=== The problem ===
Could you write out all the records once more, exactly?

(Stored items)
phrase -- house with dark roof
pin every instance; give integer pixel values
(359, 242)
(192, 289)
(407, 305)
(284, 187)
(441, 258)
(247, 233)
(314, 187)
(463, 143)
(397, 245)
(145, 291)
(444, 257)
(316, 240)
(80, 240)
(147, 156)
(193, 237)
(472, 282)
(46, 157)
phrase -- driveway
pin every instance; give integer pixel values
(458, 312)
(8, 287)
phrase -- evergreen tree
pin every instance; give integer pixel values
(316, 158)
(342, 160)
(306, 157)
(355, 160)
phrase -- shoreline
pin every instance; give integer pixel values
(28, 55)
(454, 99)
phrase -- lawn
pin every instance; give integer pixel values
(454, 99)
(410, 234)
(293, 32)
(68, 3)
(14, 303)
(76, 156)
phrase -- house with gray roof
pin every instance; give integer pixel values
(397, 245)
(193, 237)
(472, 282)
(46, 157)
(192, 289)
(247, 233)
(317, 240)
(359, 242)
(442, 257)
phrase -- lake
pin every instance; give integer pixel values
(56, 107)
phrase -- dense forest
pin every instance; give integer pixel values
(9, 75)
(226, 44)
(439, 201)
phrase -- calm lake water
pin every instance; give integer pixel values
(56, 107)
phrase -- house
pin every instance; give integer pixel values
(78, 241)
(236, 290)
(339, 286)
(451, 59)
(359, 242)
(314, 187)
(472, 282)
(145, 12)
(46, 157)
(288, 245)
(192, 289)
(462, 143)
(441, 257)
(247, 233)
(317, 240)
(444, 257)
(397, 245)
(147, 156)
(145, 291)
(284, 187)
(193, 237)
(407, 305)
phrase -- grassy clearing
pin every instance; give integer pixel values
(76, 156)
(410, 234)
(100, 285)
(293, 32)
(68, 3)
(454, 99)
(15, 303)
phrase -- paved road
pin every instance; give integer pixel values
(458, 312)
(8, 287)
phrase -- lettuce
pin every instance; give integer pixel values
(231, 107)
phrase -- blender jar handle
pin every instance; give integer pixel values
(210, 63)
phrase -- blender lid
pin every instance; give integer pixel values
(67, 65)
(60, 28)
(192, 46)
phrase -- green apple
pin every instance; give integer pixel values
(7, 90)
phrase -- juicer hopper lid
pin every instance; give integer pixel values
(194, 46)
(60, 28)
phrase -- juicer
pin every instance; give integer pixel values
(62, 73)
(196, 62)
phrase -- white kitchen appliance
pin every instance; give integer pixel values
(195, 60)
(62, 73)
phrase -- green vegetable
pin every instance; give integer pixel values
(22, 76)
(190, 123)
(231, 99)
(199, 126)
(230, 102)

=== Answer box ===
phrase -- house with dark roof
pin every instance; give integer pixel values
(359, 242)
(192, 289)
(407, 305)
(284, 187)
(441, 258)
(247, 233)
(314, 187)
(463, 143)
(397, 245)
(145, 291)
(444, 257)
(316, 240)
(80, 240)
(147, 156)
(193, 237)
(472, 282)
(46, 157)
phrase -- driveway
pin every instance; give integer pixel values
(458, 312)
(8, 287)
phrase -- evergreen tree
pin every instance; give integer pixel values
(316, 158)
(342, 160)
(306, 157)
(355, 160)
phrase -- shoreline
pin every instance; give integer pixel values
(28, 55)
(454, 99)
phrase -- lawn
pin every instance; give integer pixel values
(454, 99)
(410, 234)
(293, 32)
(68, 3)
(14, 303)
(76, 156)
phrase -- house with gray roof
pin every instance; give integer pixel values
(397, 245)
(193, 237)
(472, 282)
(46, 157)
(192, 289)
(247, 233)
(317, 240)
(359, 242)
(442, 257)
phrase -- lake
pin every instance; give integer pixel values
(56, 107)
phrase -- dense forest
pin every instance; give integer pixel values
(9, 75)
(226, 44)
(439, 201)
phrase -- calm lake water
pin every instance; give integer pixel values
(56, 107)
phrase -- house
pin every instance; give integer pixel values
(78, 241)
(236, 290)
(339, 286)
(451, 59)
(359, 242)
(314, 187)
(472, 282)
(145, 12)
(46, 157)
(288, 245)
(192, 289)
(462, 143)
(441, 257)
(247, 233)
(317, 240)
(444, 257)
(397, 245)
(147, 156)
(145, 291)
(284, 187)
(193, 237)
(407, 305)
phrase -- grassy clearing
pin every instance; give integer pixel values
(76, 156)
(410, 234)
(100, 285)
(293, 32)
(68, 3)
(454, 99)
(15, 303)
phrase -- paved road
pin every instance; give integer pixel values
(458, 312)
(8, 287)
phrase -- lettuce
pin every instance; give integer pixel values
(231, 107)
phrase -- blender jar handle
pin every instance; give integer pixel values
(210, 63)
phrase -- blender lid
pin every instance; give integer pixel values
(67, 65)
(60, 28)
(192, 46)
phrase -- green apple
pin every instance; give integer pixel values
(7, 90)
phrase -- juicer hopper lid
pin every instance; give integer pixel values
(194, 46)
(60, 28)
phrase -- juicer
pin every instance; give integer pixel values
(62, 73)
(196, 62)
phrase -- white kitchen appliance
pin every instance; give integer pixel values
(195, 60)
(62, 73)
phrase -- green vegetable
pin every instance; give integer pixel values
(22, 76)
(190, 123)
(231, 99)
(199, 126)
(230, 102)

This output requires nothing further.